[Data to use]
● ● ● ● ●

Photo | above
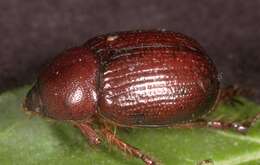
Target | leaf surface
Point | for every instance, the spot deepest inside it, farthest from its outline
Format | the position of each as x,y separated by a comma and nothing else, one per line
31,141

● ● ● ● ●

[Exercise description] Make an exact copy of the whole listing, but don't bring over any pictures.

[Answer space]
Photo | above
Target | leaf surface
Point | for every instance, the spot deepest inside it, farthest from its outline
Format | the position of each as x,y separated by a comma and nothing else, one per line
31,141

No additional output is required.